작성 과제 »
[1] MNIST 실습 글을 읽고 다음 세 진술이 그 내용과 맞는지 판단하세요. 각 진술에 예 또는 아니요로 답하고, 판단의 근거가 되는 글의 문구를 그대로 인용하세요. (a) MNIST에 Convolution, Relu, MaxPool, Dropout을 추가하자 정확도가 99%까지 올라갔다. (b) 코드에서 nb_classes는 100으로 설정된다. (c) 학습 이미지 값은 255로 나누어진다.
[2] MNIST 실습 글이 끝난 지점에서부터 이어질 내용을 작성하세요.

읽기 자료 »
%%
다시 실습해 보는 모두의 딥러닝(2) - Lab11(Mnist)

MNIST에 Convolution, Relu, MaxPool, Dropout을 추가해서 Accuracy가 99%까지 올라감

 

import tensorflow.compat.v1 as tf
import numpy as np

mnist = tf.keras.datasets.mnist

(train_images, train_labels), (test_images, test_labels) = tf.keras.datasets.mnist.load_data()
train_images = train_images.reshape([-1, 784])
test_images  = test_images.reshape([-1,784])
train_images = train_images / 255.
test_images  = test_images / 255.
print(train_images[0])
#train_labels = train_labels.reshape([-1, 784])
print('train_images.shape : ', train_images.shape)
#from tensorflow.examples.tutorials.mnist import input_data

tf.disable_v2_behavior()

#mnist = input_data.read_data_sets("MNIST_data/", one_hot=True)


nb_classes = 10


X = tf.placeholder(tf.float32, [None, 784])
%%
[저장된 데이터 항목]
%%
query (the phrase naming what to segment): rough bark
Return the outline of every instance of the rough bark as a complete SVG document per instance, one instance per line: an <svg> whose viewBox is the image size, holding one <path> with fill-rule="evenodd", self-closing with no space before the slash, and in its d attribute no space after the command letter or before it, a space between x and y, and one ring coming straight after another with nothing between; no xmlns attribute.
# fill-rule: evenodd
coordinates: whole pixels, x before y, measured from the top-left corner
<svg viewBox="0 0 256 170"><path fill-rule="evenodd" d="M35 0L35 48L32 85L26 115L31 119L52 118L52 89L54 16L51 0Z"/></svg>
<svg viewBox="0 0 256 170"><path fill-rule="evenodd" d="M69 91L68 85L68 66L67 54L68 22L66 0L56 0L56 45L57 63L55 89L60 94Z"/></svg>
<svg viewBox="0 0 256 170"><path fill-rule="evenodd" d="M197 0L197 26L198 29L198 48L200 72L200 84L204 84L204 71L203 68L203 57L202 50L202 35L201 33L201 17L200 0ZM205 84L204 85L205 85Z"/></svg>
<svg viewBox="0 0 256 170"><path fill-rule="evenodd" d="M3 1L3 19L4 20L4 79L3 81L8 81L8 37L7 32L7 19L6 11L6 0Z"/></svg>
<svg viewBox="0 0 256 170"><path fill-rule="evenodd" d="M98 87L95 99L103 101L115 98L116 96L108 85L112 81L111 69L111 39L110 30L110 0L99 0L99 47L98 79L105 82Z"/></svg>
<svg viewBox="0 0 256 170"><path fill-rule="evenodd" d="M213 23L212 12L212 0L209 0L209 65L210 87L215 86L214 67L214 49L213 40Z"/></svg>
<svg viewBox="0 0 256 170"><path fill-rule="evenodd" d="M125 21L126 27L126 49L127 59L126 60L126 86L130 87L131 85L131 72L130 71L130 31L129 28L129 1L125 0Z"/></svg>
%%
연습 문제 정답 »
[1]
(a) 예. "MNIST에 Convolution, Relu, MaxPool, Dropout을 추가해서 Accuracy가 99%까지 올라감"
(b) 아니요. "nb_classes = 10"
(c) 예. "train_images = train_images / 255."

[2]
X_img = tf.reshape(X, [-1, 28, 28, 1])
Y = tf.placeholder(tf.float32, [None, nb_classes])

keep_prob = tf.placeholder(tf.float32)

# 3x3 filter, color=1(Gray), # of Filter : 32
W1 = tf.Variable(tf.random_normal([3,3,1,32], stddev=0.01))
L1 = tf.nn.conv2d(X_img, W1, strides=[1,1,1,1], padding='SAME')
# => 입력의 이미지 크기와 같다 'SAME'이므로
# => 출력 이미지는 32개가 된다.

L1 = tf.nn.relu(L1)

#kernel size = 2 x 2
#stride : 2 x 2
L1 = tf.nn.max_pool(L1, ksize=[1,2,2,1],
                    strides=[1,2,2,1], padding='SAME')
L1 = tf.nn.dropout(L1, keep_prob=keep_prob)
#stride가 2x2이므로 28x28 이미지가 14x14가 된다.
'''
Tensor("Conv2D:0", shape=(?,28,28,32), dtype=float32)
Tensor("Relu:0", shape=(?,28,28,32), dtype=float32)
Tensor("MaxPool:0", shape=(?,14,14,32), dtype=float32)
'''
#첫번째 Convolution Layer의 출력 : 14(가로)x14(세로)x32(이미지 갯수 = 필터 수)


#input : (?,14,14, 32) #Filter : 64
W2 = tf.Variable(tf.random_normal([3,3,32, 64], stddev=0.01))
L2 = tf.nn.conv2d(L1, W2, strides=[1,1,1,1], padding='SAME')
#Conv : (?,14,14,64)
L2 = tf.nn.relu(L2)
L2 = tf.nn.max_pool(L2, ksize=[1,2,2,1], strides=[1,2,2,1], padding='SAME')
#Pool : (?,7,7,64)
#Pool : (?,7,7,64)
#L2 = tf.reshape(L2, [-1, 7 * 7 * 64])
L2 = tf.nn.dropout(L2, keep_prob=keep_prob)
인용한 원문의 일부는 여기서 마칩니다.